● Task prompt: Word for word, restate every line of the material.

● Supplied records:
****************
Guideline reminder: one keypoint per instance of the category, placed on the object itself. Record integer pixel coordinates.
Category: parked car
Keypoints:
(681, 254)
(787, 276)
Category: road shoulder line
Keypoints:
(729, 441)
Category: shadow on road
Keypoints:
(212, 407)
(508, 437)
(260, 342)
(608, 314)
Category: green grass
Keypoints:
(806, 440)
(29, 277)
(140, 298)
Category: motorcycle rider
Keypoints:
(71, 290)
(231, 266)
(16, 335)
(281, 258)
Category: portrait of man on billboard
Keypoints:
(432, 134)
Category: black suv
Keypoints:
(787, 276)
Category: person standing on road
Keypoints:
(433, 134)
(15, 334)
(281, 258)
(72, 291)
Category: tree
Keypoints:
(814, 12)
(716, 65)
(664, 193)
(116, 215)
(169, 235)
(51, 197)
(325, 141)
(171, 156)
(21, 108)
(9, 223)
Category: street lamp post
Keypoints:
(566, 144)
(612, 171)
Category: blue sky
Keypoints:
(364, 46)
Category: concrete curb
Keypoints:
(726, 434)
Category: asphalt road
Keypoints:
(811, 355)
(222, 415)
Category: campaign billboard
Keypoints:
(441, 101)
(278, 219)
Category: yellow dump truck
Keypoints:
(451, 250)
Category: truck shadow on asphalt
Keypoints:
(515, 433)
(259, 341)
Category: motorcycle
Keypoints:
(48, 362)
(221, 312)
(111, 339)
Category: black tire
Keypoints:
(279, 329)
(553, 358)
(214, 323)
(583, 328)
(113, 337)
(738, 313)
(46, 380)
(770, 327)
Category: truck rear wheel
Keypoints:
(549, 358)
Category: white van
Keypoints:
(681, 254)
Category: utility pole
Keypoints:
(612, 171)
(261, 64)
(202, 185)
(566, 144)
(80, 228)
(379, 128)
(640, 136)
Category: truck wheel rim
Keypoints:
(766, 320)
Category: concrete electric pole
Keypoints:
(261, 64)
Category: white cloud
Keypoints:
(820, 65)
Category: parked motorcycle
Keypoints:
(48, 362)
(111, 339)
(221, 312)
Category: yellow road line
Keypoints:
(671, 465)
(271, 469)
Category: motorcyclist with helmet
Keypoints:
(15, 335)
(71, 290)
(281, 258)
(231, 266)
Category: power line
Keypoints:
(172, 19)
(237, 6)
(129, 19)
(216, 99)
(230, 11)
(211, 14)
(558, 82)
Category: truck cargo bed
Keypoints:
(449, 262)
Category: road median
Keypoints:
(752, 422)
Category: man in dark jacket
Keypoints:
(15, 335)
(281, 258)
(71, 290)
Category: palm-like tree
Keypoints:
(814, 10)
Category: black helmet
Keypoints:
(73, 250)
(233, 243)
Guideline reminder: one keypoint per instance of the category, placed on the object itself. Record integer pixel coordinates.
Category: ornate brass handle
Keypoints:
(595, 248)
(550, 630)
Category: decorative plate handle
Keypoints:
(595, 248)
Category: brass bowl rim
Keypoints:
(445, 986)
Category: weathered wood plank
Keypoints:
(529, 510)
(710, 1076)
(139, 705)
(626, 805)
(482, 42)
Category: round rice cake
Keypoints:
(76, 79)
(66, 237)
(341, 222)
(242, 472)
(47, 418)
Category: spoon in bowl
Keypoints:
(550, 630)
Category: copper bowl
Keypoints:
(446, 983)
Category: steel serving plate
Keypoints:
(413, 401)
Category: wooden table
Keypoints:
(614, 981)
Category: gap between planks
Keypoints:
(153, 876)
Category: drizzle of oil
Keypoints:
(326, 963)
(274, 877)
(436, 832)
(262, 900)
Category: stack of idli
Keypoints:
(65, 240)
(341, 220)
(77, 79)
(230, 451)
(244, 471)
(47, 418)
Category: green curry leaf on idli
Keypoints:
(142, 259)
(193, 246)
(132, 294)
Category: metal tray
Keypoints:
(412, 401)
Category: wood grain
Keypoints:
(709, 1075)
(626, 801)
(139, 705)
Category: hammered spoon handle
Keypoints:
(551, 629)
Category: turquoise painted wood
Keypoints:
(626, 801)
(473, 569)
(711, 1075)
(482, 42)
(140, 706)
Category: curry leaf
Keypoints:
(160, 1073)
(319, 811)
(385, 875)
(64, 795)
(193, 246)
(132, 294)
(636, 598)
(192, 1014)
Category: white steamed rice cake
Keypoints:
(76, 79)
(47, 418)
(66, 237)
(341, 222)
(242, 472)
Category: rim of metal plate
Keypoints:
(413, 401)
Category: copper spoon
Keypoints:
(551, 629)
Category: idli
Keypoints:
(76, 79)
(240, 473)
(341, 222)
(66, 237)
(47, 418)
****************
● Problem solution:
Guideline reminder: one keypoint per instance of the category, placed on the object itself. Record integer pixel coordinates.
Category: parked car
Keypoints:
(681, 254)
(787, 276)
Category: road shoulder line
Keypoints:
(729, 441)
Category: shadow on road
Keypoints:
(212, 407)
(508, 437)
(260, 342)
(608, 314)
Category: green grass
Keypoints:
(806, 440)
(29, 277)
(140, 298)
Category: motorcycle rider
Keypoints:
(71, 290)
(231, 266)
(16, 335)
(281, 258)
Category: portrait of man on billboard
Keypoints:
(432, 134)
Category: black suv
Keypoints:
(787, 276)
Category: person standing on road
Keypoints:
(433, 134)
(15, 334)
(281, 258)
(72, 291)
Category: tree
Keypoints:
(814, 12)
(716, 65)
(664, 193)
(116, 215)
(169, 235)
(51, 197)
(325, 141)
(171, 156)
(21, 108)
(9, 223)
Category: street lamp post
Keypoints:
(566, 144)
(612, 171)
Category: blue sky
Keypoints:
(364, 46)
Category: concrete curb
Keypoints:
(726, 434)
Category: asphalt road
Keypoints:
(811, 355)
(222, 415)
Category: campaign billboard
Keypoints:
(441, 101)
(278, 219)
Category: yellow dump truck
Keypoints:
(451, 250)
Category: truck shadow on asphalt
Keypoints:
(515, 433)
(259, 341)
Category: motorcycle
Keypoints:
(48, 362)
(221, 312)
(111, 339)
Category: black tire
Keypoints:
(279, 329)
(553, 358)
(214, 323)
(583, 328)
(113, 337)
(738, 313)
(46, 380)
(770, 327)
Category: truck rear wheel
Keypoints:
(549, 358)
Category: white van
Keypoints:
(681, 254)
Category: utility pole
Keypoints:
(612, 171)
(261, 64)
(202, 185)
(566, 144)
(80, 228)
(379, 128)
(640, 136)
Category: truck wheel rim
Keypoints:
(766, 320)
Category: concrete electric pole
Keypoints:
(261, 64)
Category: white cloud
Keypoints:
(820, 65)
Category: parked motorcycle
Keypoints:
(48, 362)
(111, 339)
(221, 312)
Category: yellow road line
Keypoints:
(671, 465)
(271, 469)
Category: motorcyclist with helmet
Keypoints:
(15, 335)
(71, 290)
(281, 258)
(231, 266)
Category: power line
Keypoints:
(172, 19)
(237, 6)
(129, 19)
(216, 99)
(230, 11)
(211, 14)
(558, 82)
Category: truck cargo bed
Keypoints:
(449, 262)
Category: road median
Keypoints:
(752, 422)
Category: man in dark jacket
Keypoints:
(15, 335)
(281, 258)
(71, 290)
Category: palm-like tree
Keypoints:
(814, 10)
Category: black helmet
Keypoints:
(73, 250)
(233, 243)
Guideline reminder: one keypoint per instance of the category, placed on the object itself. Record integer pixel coordinates.
Category: ornate brass handle
Keypoints:
(595, 248)
(550, 630)
Category: decorative plate handle
Keypoints:
(595, 248)
Category: brass bowl rim
Keypoints:
(445, 986)
Category: weathered wood plank
Keypoints:
(529, 510)
(710, 1076)
(139, 705)
(626, 805)
(482, 42)
Category: round rice cake
Keypoints:
(76, 79)
(66, 237)
(341, 222)
(242, 472)
(47, 418)
Category: spoon in bowl
Keypoints:
(550, 630)
Category: copper bowl
Keypoints:
(446, 983)
Category: steel serving plate
Keypoints:
(413, 401)
Category: wooden table
Keypoints:
(614, 981)
Category: gap between planks
Keypoints:
(153, 876)
Category: drizzle of oil
Keypoints:
(326, 963)
(274, 877)
(436, 832)
(262, 900)
Category: stack of idli
Keypoints:
(65, 240)
(341, 220)
(77, 79)
(230, 451)
(244, 471)
(47, 418)
Category: green curry leaf on idli
Keypoints:
(142, 259)
(193, 246)
(132, 294)
Category: metal tray
Keypoints:
(412, 401)
Category: wood grain
Keypoints:
(709, 1075)
(626, 801)
(139, 705)
Category: hammered spoon handle
Keypoints:
(551, 629)
Category: turquoise painted wood
Keypoints:
(626, 801)
(473, 569)
(711, 1075)
(482, 42)
(140, 706)
Category: curry leaf
Keypoints:
(160, 1073)
(319, 811)
(385, 875)
(64, 795)
(193, 246)
(132, 294)
(636, 598)
(192, 1014)
Category: white steamed rice cake
Keypoints:
(76, 79)
(47, 418)
(66, 237)
(341, 222)
(242, 472)
Category: rim of metal plate
Keypoints:
(413, 401)
Category: copper spoon
Keypoints:
(551, 629)
Category: idli
Keypoints:
(76, 79)
(240, 473)
(341, 222)
(66, 237)
(47, 418)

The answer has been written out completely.